When you find the line with "# Target: concrete sidewalk" among the records below, reproduce it and each line after it exactly, ending with the line with "# Target: black tire".

(Source data)
[Start of section]
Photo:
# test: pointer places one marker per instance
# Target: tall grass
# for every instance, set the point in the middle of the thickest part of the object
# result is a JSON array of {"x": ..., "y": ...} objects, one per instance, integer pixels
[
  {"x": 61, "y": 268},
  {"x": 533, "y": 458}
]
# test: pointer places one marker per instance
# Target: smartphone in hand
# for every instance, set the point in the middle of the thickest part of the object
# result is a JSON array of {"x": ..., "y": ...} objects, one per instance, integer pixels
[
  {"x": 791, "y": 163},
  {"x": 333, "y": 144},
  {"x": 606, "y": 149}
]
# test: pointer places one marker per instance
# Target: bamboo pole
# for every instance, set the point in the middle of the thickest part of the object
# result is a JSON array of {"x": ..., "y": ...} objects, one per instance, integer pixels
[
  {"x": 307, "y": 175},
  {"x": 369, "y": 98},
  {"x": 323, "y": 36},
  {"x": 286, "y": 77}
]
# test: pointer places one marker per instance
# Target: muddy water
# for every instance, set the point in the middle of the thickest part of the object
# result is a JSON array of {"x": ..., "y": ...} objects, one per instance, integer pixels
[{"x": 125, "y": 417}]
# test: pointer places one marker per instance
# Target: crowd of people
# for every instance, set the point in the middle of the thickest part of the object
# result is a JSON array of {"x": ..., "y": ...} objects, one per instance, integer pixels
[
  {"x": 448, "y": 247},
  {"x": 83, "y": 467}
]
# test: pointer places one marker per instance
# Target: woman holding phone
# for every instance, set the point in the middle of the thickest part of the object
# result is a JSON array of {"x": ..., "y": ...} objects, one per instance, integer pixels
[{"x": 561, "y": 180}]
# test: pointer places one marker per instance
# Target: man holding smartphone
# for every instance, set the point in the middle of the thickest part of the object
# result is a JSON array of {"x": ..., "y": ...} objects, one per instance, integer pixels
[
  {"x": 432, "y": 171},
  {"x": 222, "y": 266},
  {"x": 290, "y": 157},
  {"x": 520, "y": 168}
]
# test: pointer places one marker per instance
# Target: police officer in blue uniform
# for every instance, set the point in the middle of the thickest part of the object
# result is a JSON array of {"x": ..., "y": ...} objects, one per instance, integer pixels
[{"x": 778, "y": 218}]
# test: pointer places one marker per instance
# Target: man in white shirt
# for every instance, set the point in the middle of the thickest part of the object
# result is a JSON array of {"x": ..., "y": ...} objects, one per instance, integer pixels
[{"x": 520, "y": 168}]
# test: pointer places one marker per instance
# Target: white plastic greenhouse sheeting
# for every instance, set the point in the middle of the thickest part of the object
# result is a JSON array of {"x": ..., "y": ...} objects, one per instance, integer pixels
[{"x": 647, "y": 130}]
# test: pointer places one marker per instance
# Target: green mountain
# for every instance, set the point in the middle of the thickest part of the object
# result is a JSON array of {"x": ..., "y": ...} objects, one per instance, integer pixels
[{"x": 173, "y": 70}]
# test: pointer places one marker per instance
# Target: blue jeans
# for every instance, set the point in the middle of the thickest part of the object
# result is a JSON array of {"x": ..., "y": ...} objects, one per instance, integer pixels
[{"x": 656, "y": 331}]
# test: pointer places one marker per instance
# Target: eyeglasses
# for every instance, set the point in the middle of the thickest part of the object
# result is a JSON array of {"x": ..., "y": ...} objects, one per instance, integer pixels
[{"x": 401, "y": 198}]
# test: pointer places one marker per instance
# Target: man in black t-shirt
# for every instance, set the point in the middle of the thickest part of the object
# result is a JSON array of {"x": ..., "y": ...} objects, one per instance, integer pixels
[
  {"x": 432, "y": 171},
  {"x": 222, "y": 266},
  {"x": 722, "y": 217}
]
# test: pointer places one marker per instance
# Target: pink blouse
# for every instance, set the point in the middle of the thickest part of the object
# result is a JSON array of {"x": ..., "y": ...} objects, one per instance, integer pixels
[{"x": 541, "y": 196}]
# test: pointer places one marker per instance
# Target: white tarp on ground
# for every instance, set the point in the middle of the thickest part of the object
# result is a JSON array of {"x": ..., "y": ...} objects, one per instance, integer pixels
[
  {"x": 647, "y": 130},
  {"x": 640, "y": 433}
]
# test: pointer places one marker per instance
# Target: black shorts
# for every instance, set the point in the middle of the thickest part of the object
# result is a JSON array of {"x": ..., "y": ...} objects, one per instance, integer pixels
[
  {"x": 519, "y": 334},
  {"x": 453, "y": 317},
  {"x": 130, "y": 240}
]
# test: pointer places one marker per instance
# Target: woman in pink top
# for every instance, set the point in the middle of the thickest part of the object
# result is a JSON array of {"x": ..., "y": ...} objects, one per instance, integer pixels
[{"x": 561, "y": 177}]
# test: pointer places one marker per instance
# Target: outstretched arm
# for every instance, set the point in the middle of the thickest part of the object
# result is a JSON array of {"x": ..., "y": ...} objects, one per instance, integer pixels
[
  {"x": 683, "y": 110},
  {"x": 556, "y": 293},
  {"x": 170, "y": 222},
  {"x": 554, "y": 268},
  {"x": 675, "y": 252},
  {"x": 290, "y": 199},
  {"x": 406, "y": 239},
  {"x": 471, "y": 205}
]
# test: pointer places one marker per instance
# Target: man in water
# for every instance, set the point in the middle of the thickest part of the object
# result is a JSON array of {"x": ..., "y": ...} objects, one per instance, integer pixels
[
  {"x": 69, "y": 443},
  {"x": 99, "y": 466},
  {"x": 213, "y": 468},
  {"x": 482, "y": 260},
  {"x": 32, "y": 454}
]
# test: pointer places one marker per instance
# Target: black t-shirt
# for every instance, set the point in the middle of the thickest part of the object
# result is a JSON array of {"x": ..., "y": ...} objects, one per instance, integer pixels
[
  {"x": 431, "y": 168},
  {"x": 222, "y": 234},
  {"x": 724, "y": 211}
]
[End of section]
[Start of section]
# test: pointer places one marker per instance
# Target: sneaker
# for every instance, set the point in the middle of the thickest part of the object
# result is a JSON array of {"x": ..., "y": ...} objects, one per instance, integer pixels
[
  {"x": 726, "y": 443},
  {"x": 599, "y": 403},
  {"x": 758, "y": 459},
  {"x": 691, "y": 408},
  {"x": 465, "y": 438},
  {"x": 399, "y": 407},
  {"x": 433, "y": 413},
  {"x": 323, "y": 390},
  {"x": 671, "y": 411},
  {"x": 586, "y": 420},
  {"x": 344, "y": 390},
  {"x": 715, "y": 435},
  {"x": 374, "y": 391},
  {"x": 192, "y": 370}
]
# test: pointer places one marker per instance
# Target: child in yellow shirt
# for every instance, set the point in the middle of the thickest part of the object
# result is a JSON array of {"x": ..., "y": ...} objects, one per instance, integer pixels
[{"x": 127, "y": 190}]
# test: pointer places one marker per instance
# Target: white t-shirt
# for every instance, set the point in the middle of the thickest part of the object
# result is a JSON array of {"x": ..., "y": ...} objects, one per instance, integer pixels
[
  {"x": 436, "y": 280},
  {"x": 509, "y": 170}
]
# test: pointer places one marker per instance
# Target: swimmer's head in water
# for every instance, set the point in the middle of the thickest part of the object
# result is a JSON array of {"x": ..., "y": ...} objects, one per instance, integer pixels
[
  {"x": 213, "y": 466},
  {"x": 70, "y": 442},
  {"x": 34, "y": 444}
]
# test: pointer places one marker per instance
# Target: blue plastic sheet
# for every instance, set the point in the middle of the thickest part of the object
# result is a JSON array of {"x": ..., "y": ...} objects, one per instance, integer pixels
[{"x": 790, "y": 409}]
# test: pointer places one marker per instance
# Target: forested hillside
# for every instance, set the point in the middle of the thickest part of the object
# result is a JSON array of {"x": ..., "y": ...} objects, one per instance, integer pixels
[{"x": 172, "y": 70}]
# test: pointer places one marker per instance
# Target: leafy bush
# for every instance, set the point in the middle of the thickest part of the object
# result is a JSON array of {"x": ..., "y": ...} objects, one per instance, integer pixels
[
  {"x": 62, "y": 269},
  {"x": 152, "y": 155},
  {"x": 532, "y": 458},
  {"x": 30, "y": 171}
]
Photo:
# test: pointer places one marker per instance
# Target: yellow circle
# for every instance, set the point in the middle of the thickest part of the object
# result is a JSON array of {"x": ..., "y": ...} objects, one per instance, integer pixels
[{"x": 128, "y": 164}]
[End of section]
[Start of section]
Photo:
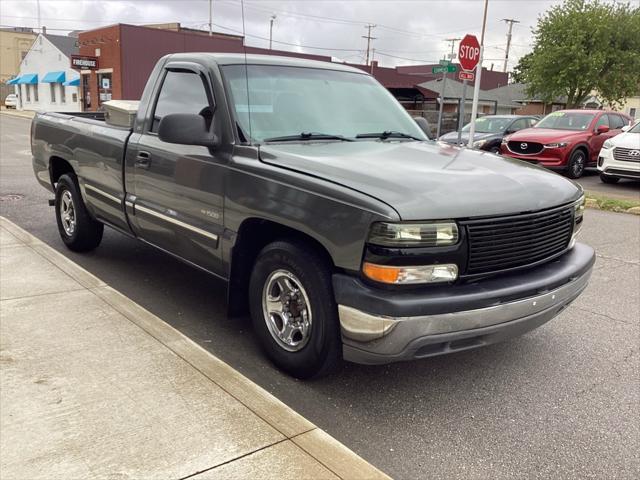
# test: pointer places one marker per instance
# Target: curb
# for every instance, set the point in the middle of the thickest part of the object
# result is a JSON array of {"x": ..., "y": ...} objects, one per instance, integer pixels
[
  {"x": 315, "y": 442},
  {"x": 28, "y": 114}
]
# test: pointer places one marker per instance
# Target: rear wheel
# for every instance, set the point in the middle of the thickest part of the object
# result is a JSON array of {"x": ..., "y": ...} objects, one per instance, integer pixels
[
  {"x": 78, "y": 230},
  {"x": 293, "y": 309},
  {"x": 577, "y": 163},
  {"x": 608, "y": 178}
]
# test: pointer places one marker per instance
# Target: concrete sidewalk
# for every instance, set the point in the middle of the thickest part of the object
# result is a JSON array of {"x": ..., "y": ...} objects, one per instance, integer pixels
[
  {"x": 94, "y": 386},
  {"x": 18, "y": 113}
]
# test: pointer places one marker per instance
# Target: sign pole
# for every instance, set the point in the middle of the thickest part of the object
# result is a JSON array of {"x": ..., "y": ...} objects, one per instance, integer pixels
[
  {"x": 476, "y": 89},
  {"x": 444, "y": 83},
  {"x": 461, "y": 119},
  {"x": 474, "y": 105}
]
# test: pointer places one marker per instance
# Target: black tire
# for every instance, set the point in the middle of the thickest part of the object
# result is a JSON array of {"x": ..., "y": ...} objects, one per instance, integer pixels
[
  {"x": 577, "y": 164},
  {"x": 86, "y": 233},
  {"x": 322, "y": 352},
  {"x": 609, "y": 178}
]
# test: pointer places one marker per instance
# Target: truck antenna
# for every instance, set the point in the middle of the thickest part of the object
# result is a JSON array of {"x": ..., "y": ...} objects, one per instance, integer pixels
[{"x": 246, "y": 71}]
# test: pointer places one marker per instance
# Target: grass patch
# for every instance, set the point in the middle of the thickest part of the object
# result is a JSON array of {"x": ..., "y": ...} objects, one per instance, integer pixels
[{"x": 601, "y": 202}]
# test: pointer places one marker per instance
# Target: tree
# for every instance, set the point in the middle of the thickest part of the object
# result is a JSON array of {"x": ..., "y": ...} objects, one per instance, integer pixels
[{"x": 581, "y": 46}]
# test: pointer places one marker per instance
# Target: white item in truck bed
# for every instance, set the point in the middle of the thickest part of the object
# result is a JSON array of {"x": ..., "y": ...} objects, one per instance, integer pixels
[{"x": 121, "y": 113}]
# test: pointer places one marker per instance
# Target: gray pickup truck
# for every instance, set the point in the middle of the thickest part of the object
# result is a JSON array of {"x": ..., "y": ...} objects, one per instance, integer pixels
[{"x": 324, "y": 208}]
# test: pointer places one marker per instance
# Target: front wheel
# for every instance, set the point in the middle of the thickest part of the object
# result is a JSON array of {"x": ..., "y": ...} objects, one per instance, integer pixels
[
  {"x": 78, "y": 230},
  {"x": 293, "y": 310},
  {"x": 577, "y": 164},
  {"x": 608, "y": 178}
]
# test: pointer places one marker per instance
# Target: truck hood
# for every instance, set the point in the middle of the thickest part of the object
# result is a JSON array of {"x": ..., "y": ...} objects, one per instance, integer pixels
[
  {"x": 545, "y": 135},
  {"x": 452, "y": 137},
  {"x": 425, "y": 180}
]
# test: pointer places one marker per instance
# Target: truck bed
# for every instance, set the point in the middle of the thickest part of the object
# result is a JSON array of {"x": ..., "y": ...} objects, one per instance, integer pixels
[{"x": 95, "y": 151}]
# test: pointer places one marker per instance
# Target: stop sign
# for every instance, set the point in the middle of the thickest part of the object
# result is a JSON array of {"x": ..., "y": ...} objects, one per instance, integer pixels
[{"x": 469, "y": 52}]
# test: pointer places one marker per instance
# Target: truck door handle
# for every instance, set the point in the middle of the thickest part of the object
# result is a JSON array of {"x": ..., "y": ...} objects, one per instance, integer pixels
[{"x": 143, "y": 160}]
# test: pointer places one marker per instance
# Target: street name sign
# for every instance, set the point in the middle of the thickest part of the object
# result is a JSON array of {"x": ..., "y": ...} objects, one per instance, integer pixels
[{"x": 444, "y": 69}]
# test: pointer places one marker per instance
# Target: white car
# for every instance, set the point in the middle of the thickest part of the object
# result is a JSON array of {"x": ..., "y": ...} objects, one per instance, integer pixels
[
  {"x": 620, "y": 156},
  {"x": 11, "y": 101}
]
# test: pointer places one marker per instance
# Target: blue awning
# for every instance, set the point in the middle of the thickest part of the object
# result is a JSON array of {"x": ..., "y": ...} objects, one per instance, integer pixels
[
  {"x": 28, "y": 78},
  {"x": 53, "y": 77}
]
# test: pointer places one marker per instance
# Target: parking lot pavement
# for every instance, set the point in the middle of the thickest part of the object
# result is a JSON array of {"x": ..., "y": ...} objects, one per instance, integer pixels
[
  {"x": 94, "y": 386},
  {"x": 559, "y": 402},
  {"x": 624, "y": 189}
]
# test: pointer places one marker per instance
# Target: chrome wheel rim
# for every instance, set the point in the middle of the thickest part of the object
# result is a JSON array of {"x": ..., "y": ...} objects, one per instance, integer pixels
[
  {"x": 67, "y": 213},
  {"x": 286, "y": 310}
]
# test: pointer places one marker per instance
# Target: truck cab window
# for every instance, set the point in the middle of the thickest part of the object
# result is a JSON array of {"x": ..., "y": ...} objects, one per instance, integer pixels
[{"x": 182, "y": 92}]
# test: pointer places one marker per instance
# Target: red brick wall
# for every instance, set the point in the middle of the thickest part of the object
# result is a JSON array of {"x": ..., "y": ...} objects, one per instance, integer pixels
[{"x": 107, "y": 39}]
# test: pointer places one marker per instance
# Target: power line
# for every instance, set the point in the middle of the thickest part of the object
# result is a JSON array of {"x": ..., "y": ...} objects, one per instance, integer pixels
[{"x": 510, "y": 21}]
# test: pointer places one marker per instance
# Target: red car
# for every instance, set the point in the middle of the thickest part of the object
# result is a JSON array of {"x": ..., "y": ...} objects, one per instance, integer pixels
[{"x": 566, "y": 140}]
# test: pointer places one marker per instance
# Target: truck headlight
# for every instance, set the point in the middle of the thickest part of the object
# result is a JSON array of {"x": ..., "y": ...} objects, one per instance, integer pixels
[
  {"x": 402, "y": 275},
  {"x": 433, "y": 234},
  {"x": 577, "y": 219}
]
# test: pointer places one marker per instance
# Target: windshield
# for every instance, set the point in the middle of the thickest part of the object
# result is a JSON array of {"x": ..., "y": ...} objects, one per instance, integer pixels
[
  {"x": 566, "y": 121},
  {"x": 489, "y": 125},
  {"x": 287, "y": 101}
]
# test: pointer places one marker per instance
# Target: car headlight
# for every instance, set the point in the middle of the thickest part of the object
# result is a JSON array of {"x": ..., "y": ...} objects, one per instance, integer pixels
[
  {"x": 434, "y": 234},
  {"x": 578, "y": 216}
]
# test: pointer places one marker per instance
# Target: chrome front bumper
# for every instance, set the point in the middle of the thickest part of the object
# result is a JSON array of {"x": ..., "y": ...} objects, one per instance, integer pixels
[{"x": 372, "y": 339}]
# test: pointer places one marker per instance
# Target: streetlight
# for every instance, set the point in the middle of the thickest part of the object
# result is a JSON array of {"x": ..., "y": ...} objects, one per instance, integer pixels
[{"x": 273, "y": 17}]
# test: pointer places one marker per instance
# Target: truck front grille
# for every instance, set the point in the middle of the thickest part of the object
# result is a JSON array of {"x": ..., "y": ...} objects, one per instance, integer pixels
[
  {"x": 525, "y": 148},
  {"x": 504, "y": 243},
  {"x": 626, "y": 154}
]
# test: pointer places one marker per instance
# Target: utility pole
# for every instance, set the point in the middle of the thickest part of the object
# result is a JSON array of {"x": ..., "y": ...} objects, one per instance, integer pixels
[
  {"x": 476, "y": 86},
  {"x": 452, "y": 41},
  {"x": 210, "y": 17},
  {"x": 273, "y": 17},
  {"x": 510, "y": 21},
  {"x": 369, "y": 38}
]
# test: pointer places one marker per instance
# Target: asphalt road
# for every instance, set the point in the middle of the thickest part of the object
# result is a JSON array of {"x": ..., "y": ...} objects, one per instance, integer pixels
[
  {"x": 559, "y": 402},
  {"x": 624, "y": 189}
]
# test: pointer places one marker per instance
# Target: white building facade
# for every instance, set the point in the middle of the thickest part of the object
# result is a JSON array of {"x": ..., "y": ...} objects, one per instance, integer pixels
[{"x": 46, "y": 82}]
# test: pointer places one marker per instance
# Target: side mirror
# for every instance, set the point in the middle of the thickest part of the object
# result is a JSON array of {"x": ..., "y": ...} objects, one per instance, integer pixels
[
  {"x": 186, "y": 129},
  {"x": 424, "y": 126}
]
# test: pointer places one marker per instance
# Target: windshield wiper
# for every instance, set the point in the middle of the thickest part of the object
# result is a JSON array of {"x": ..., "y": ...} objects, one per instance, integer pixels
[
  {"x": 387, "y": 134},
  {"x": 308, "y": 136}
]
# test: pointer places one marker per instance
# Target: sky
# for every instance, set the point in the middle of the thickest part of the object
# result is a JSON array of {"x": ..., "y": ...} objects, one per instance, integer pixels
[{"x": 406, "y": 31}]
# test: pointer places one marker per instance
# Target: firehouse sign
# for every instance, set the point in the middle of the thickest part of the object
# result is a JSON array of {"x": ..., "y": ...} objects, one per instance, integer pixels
[End of section]
## Answer to this exercise:
# Target: concrete sidewalk
# for every instance, set the point in the middle of the thickest part of the object
# result is a JSON array of {"x": ..., "y": ...} objects, one per instance, integer pixels
[
  {"x": 94, "y": 386},
  {"x": 18, "y": 113}
]
# test: pointer places one marker per instance
# Target: sign pole
# for every instance, set the point in the middle of the thickest part of the object
# result is a JSON array of {"x": ..., "y": ...} objects, one per instance, integer pixels
[
  {"x": 476, "y": 89},
  {"x": 444, "y": 83},
  {"x": 461, "y": 119},
  {"x": 474, "y": 105}
]
# test: pointer places one marker per instance
# Target: black tire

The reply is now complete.